Data shown:
++++

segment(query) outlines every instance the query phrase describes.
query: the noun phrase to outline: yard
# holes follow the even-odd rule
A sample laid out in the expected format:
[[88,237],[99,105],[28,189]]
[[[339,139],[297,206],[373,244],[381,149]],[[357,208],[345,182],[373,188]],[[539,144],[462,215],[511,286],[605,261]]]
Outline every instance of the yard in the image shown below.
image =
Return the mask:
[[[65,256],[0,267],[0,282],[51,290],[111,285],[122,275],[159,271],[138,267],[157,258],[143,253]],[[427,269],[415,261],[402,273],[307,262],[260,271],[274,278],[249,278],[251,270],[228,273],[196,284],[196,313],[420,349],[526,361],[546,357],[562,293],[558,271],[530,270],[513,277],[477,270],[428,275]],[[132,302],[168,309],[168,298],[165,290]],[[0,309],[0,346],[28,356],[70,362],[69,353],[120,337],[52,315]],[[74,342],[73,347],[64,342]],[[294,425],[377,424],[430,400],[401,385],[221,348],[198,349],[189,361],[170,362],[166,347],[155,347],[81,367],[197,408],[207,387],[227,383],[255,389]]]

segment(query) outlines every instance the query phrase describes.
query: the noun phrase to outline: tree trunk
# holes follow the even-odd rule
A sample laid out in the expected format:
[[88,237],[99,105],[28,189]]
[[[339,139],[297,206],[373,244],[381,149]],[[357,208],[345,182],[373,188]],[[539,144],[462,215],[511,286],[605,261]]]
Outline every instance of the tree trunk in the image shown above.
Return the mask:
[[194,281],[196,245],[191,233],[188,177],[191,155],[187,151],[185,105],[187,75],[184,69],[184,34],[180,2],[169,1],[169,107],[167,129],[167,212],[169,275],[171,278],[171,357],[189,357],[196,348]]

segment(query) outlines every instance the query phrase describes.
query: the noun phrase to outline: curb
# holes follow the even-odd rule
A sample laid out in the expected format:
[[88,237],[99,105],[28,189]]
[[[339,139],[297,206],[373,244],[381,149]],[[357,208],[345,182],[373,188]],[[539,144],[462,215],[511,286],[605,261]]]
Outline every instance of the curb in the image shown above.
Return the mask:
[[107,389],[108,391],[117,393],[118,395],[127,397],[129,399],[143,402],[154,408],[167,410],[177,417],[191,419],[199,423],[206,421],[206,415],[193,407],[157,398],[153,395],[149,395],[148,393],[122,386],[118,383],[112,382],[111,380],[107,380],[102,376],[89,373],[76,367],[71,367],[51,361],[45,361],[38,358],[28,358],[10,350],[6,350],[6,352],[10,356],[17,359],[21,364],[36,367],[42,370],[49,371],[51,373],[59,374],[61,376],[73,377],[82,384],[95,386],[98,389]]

++++

What the task requires:
Using the listing above, say how many of its lines contain the string "curb", giving nothing but the figure.

Exercise solution:
2